***** Provided records *****

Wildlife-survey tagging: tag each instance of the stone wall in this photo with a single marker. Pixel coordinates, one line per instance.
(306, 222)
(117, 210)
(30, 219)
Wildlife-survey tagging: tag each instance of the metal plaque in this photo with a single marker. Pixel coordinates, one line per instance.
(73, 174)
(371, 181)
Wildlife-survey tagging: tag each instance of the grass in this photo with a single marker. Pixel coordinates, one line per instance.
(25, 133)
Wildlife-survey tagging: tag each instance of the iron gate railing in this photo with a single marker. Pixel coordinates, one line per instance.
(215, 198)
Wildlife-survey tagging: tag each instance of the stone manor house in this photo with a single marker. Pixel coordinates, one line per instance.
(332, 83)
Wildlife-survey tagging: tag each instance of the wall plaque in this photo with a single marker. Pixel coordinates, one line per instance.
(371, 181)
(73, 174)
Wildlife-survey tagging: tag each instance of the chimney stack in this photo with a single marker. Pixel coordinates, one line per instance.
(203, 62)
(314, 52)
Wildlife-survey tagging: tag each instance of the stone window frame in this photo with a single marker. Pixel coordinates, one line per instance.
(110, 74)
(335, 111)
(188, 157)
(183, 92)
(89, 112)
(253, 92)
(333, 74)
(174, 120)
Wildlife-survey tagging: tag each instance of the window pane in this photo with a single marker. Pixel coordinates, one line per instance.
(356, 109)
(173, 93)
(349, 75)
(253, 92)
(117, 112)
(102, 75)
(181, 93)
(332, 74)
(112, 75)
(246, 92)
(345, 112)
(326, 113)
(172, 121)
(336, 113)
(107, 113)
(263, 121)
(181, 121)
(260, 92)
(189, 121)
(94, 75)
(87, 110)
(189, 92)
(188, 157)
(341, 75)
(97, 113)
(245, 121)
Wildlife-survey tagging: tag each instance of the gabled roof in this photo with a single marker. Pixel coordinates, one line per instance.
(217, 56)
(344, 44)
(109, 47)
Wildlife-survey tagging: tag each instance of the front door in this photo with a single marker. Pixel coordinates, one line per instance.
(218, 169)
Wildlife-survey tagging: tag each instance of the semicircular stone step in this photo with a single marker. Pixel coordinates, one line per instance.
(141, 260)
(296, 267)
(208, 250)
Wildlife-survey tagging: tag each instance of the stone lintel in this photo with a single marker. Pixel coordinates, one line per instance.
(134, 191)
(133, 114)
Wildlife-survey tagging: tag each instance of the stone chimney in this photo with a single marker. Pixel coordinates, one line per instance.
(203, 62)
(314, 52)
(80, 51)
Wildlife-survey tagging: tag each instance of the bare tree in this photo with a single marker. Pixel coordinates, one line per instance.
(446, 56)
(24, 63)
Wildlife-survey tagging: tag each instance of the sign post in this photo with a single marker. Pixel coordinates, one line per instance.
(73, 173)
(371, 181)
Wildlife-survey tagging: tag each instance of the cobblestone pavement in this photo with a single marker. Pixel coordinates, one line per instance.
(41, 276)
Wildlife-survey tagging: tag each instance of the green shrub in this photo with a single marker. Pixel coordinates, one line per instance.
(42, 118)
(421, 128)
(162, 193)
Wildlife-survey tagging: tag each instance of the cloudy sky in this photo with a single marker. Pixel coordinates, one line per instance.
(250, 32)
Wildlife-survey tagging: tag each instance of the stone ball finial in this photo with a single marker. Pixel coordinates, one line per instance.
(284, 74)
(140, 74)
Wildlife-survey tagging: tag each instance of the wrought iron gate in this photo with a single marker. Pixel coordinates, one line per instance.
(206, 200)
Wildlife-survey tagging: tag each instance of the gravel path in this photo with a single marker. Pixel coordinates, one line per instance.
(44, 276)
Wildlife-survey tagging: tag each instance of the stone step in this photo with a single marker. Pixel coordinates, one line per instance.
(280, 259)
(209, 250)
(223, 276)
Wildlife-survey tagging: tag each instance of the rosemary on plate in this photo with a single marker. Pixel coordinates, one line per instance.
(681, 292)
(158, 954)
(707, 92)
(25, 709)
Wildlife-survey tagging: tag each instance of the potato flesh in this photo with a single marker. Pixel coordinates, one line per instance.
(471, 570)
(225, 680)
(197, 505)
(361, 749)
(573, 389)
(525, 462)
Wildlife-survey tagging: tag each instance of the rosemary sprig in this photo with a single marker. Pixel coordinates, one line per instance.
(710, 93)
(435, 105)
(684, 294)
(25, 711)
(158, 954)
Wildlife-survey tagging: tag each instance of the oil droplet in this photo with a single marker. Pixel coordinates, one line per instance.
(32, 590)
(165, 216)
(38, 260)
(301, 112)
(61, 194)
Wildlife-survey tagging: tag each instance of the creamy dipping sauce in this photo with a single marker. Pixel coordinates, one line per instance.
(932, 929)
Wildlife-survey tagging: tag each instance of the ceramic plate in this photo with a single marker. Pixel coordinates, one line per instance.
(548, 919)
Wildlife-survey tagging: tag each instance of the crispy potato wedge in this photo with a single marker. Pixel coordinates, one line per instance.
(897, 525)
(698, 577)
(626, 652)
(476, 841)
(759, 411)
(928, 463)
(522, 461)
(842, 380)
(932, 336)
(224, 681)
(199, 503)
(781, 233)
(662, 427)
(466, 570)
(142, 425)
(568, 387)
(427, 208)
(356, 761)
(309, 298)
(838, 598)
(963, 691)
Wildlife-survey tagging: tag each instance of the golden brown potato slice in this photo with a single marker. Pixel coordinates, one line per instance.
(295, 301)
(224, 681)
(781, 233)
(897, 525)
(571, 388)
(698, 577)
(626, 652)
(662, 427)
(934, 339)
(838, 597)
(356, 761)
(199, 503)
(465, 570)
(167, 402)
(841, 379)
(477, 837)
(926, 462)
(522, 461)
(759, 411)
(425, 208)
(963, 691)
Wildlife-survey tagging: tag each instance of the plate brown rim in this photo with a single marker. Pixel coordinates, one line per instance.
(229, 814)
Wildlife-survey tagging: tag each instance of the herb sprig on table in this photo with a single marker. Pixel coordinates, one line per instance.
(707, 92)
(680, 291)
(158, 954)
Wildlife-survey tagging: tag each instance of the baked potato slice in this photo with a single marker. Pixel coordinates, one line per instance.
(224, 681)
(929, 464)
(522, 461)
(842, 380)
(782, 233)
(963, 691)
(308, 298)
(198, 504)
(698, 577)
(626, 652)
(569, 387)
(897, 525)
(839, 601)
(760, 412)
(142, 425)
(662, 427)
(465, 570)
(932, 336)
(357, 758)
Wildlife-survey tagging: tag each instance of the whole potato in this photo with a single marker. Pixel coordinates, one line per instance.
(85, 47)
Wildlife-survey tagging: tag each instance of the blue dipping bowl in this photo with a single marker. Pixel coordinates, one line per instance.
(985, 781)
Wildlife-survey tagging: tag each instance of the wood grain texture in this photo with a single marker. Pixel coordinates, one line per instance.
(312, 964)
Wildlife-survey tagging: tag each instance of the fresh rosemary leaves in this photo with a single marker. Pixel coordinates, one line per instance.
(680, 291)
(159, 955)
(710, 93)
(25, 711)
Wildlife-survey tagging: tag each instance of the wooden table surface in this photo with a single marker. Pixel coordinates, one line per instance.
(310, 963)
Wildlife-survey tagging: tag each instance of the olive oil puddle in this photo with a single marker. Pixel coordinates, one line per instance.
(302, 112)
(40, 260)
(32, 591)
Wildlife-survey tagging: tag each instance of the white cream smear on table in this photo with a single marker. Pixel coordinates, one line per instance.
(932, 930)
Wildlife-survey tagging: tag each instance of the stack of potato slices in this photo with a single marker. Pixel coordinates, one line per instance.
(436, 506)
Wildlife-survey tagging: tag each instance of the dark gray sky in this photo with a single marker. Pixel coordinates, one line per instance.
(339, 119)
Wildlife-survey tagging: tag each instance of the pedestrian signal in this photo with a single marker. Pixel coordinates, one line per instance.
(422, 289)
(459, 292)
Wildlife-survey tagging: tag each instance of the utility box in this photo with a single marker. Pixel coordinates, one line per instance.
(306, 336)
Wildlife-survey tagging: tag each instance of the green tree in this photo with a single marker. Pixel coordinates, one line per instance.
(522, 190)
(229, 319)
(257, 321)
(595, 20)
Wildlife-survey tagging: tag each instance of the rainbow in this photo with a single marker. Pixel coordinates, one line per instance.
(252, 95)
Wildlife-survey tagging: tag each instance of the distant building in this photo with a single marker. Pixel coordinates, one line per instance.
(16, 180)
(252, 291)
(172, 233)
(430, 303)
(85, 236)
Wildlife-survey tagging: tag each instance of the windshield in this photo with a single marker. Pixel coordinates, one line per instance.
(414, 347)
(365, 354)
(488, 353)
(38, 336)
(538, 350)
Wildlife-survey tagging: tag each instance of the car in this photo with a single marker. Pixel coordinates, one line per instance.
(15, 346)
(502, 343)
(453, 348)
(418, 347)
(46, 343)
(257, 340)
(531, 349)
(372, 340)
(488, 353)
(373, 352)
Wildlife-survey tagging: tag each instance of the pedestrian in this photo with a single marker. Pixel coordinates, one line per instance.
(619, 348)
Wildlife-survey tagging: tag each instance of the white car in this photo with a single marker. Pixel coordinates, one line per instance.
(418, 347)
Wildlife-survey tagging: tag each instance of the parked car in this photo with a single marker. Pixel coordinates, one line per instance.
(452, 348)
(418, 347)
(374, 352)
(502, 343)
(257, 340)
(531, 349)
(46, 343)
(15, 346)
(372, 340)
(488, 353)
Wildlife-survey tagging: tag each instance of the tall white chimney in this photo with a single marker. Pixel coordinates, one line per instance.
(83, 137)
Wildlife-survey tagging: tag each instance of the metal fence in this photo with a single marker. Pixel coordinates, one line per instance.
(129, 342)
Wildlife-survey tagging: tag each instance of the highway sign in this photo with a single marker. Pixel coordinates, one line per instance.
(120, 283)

*****

#### [Instructions for the task]
Everything from the line containing "Wildlife-survey tagging: tag each instance of the distant" to the end of the records must be written out exactly; include both of those lines and no others.

#### [Response to the exercise]
Wildlife-survey tagging: tag each instance of the distant building in this photo with a single marker. Pixel coordinates, one line per instance.
(16, 180)
(252, 291)
(172, 233)
(430, 303)
(85, 236)
Wildlife-survey tagging: tag each instance of the windshield in this photo with a single marker. Pixel coordinates, one line per instance.
(414, 347)
(365, 354)
(488, 353)
(38, 336)
(538, 350)
Wildlife-survey tagging: tag each instance of the car in this photo with a single marker. Pixel coordinates, one line per instance.
(15, 346)
(502, 343)
(453, 348)
(418, 347)
(46, 343)
(257, 340)
(531, 349)
(372, 340)
(488, 353)
(373, 352)
Wildlife-survey tagging: tag each instance of the pedestrian in this photo with a single marker. Pixel coordinates, one line per instance.
(619, 348)
Wildlife-survey tagging: tag each instance of the white car in this photo with a single marker. Pixel coordinates, one line per instance.
(418, 347)
Wildlife-survey tagging: tag each instance of the parked car in this photo with a single marker. Pixel coordinates, one line per instance.
(452, 348)
(418, 347)
(374, 352)
(502, 343)
(257, 340)
(531, 349)
(46, 343)
(15, 346)
(372, 340)
(488, 353)
Wildlife-survey tagging: tag each instance of the tall white chimney in this photo with a single marker. Pixel coordinates, one line per instance.
(83, 137)
Wildlife-survey tagging: tag each instance of the metal fence in this photo with a single marker. Pixel coordinates, one line per instance.
(129, 342)
Wildlife-survey tagging: tag each instance of the highway sign in this photo with a single marker. Pixel coordinates, one line per instance.
(120, 283)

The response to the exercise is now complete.